--- BEGIN TEXT PROVIDED ---

We plan to have a big yard sale this weekend.  We cleared our consciences by making a phone call to one of the adult children of said insensitive monster of a "human" previous owner, and she-the adult daughter-was in fact very happy to come and collect her mother's china and her own baby pictures.

The Piece-de-Resistance of this whole junk mine:

... 
.......
My feelings exactly.

What you can't really enjoy via photography is the fine dust covering everything here.  You can see a little of it on the floor in this last one.  You know the thing that people say about dust being mostly dead people-skin?  Well, the dust in OUR attic is people-skin, powdered mouse poo, powdered dead bird, for all I know, actual powdered dead people. 

We are attacking this like its all a bio-hazard.  Masks, gloves, etc.

Regardless, the whole process has been very cathartic.  We are exorcising some demons, and carving out more space for us, which is a huge relief.

Back to the purge.  I'll let you know how it goes. 

Tuesday, April 09, 2013

Emotional Blackmail (What Marriage is All About)

I'm still not entirely sure how this happened.  It may be easier to explain it in pictures. 

So here. Just watch this. 

*sigh*








Friday, March 08, 2013

More Tales From Legit Matrimonyland

It seems that when you get married, a Kitchen Aid magically appears. 

It doesn't matter if you have been cohabiting in lustful sin for years and years, spawning shameful illegitimate degenerates (hi kids!) and inciting wanton behavior in all who observe...

When you become a legit wife, the Kitchen Aid fairies know that it's time to leave a motorized dough hook under your pillow.  Perhaps the Kitchen Aid fairy is an old fashioned prudish twit and thinks that only legitimate families deserve wholesome homemade food. 

Behold.


What? Why, yes! That is a bottle of Godiva vodka next to my Kitchen Aid! You don't bake with the assistance of liquid happiness? WELL YOU SHOULD.

Technically, the K.A. was under the Christmas tree.  And technically, this is not the one the fairy brought.  The fairy brought a black one.  Also, the fairy's name is Carl.

--- END TEXT PROVIDED ---
--- BEGIN STORED DATA ---

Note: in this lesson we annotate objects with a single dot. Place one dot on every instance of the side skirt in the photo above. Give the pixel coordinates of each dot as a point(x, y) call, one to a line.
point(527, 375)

--- END STORED DATA ---

• COMPLETE THE FOLLOWING:
a - Translate this sentence from the blog excerpt into Spanish: "We are exorcising some demons, and carving out more space for us, which is a huge relief."
b - From the blog excerpt, copy out everything from "We plan to have" down to "My feelings exactly.".

• IN RESPONSE:
a - Estamos exorcizando algunos demonios y abriendo más espacio para nosotros, lo cual es un gran alivio.

b -
We plan to have a big yard sale this weekend.  We cleared our consciences by making a phone call to one of the adult children of said insensitive monster of a "human" previous owner, and she-the adult daughter-was in fact very happy to come and collect her mother's china and her own baby pictures.

The Piece-de-Resistance of this whole junk mine:

... 
.......
My feelings exactly.